PROVIDED INFORMATION >>
======

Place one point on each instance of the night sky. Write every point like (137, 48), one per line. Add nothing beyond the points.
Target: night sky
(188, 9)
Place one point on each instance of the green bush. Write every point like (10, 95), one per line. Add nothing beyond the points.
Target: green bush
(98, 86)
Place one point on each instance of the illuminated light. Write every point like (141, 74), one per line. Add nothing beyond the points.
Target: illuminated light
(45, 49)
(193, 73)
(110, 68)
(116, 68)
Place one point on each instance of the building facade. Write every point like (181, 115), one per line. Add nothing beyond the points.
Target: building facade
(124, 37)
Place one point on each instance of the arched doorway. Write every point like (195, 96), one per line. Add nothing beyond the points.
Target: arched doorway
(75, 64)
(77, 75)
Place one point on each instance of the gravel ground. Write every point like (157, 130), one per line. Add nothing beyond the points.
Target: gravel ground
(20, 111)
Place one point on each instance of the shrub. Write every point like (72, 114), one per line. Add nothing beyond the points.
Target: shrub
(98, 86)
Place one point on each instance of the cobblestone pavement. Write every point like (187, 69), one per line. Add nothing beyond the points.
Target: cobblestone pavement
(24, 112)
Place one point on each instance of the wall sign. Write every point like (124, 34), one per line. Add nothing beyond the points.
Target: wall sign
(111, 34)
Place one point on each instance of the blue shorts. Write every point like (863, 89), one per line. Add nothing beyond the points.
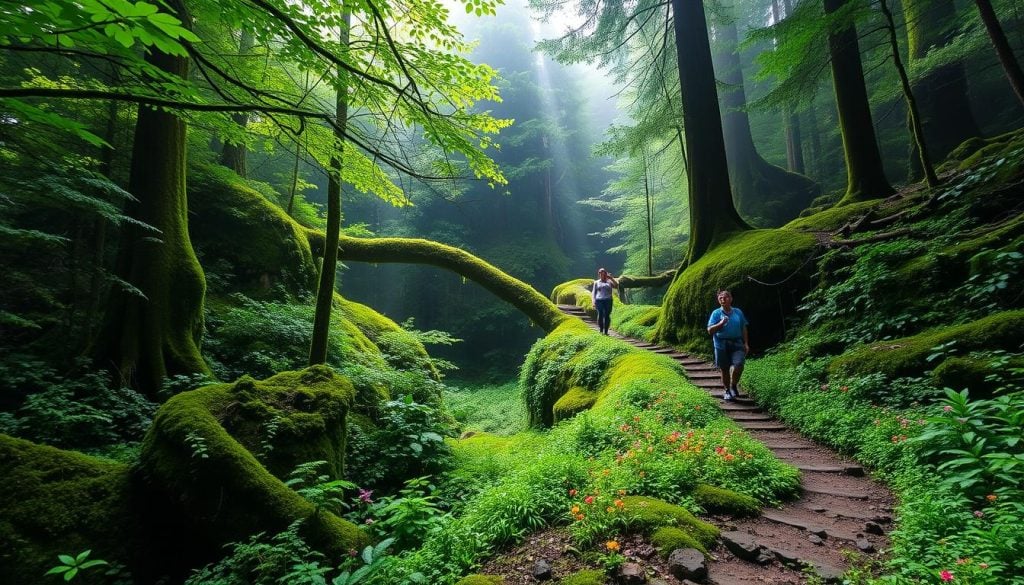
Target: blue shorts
(731, 354)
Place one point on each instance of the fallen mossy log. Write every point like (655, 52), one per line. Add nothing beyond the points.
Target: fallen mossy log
(415, 251)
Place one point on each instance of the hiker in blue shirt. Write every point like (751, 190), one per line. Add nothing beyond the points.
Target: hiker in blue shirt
(727, 326)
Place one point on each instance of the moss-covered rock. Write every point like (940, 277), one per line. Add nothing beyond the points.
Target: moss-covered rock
(201, 460)
(908, 356)
(721, 500)
(651, 513)
(481, 580)
(246, 240)
(586, 577)
(737, 264)
(667, 539)
(572, 403)
(59, 502)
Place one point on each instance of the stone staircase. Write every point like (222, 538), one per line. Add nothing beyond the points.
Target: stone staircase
(839, 511)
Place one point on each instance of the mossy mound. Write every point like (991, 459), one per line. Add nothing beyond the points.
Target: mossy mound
(832, 218)
(585, 577)
(481, 580)
(212, 486)
(908, 356)
(667, 539)
(574, 293)
(650, 513)
(637, 321)
(721, 500)
(572, 403)
(60, 502)
(768, 256)
(246, 240)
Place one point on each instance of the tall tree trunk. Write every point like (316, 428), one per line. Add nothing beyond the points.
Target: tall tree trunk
(329, 268)
(760, 190)
(864, 174)
(147, 338)
(911, 102)
(232, 155)
(1003, 49)
(712, 212)
(794, 144)
(942, 93)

======

EXERCISE INSTRUCTIONS >>
Arrange every line of the records above as a JSON list of strings, one string per line, skipping blank lines. Leave the pictures out.

FULL ANSWER >>
[
  "Place one point on each instance of the night sky. Write every point like (137, 48), one per line. Add nothing beyond the points.",
  "Target: night sky",
  "(188, 9)",
  "Place one point on each instance of the green bush. Write every point like (10, 95), one per line. Add nothing beyond the points.",
  "Target: green bush",
  "(98, 86)",
  "Place one point on each instance of the illuminated light. Write every point like (141, 74), one per line. Add nothing beyond the points.",
  "Target: illuminated light",
  "(45, 49)",
  "(193, 73)",
  "(110, 68)",
  "(116, 68)",
  "Place one point on each instance of the building facade. Write every point like (181, 115), one per line. Add nothing beyond the points.",
  "Target: building facade",
  "(124, 37)",
  "Place one point on each instance of the arched doorway. Write every point like (195, 96), one per line. Add nothing beyond the points.",
  "Target: arched doorway",
  "(75, 64)",
  "(77, 75)",
  "Place one point on each instance of the gravel ground. Write every point like (157, 130), one per line. Add nothing beyond the points.",
  "Target: gravel ground",
  "(20, 111)",
  "Place one point on each instance of the shrub. Write every point like (72, 114), one per line. Add nothing beyond the points.",
  "Target: shrub",
  "(98, 86)",
  "Place one point on each instance of the cobblestone pavement. Write every point like (187, 69), one per line. Add nothing beyond the points.",
  "Target: cobblestone pavement",
  "(24, 112)",
  "Place one point on each instance of the wall sign. Write every point like (124, 34), one per line. Add nothing beyond the points.",
  "Target: wall sign",
  "(111, 34)",
  "Place one point on each instance of the blue shorts. Write every point like (863, 89), one per line. Add nothing beyond the points.",
  "Target: blue shorts",
  "(731, 354)",
  "Place one point on each instance of the fallen mossy log. Write every point like (655, 52), one per line. Add nothing beyond the points.",
  "Target: fallen mossy log",
  "(415, 251)",
  "Place one point on each instance of the hiker in blue shirt. Write every point like (751, 190), one per line. Add nothing beyond the points.",
  "Target: hiker in blue shirt",
  "(727, 326)",
  "Place one point on each instance of the moss-covered rock. Write every point like (940, 277), one per line. Add nothing beyond the points.",
  "Target: moss-covered rock",
  "(201, 460)",
  "(908, 356)",
  "(721, 500)",
  "(651, 513)",
  "(481, 580)",
  "(246, 240)",
  "(586, 577)",
  "(737, 264)",
  "(667, 539)",
  "(572, 403)",
  "(59, 502)",
  "Place one point on each instance of the stone staircase. Write every point like (222, 538), one per line. Add nothing beyond the points.",
  "Target: stone staircase",
  "(839, 511)",
  "Place one point on each instance of the mossy mound. Write every point like (991, 459), one per line. Add nothing beyond the points.",
  "Target: mossy mound",
  "(832, 218)",
  "(585, 577)",
  "(481, 580)",
  "(212, 486)",
  "(908, 356)",
  "(667, 539)",
  "(574, 293)",
  "(650, 513)",
  "(637, 321)",
  "(721, 500)",
  "(572, 403)",
  "(60, 502)",
  "(768, 256)",
  "(246, 240)",
  "Place one point on each instance of the tall tree trunk. Write every point like (316, 428), one per line. Add nothing beyond the points.",
  "Target: tall tree trunk",
  "(329, 268)",
  "(760, 190)",
  "(864, 174)",
  "(147, 338)",
  "(911, 102)",
  "(232, 155)",
  "(1003, 49)",
  "(712, 212)",
  "(794, 144)",
  "(942, 93)"
]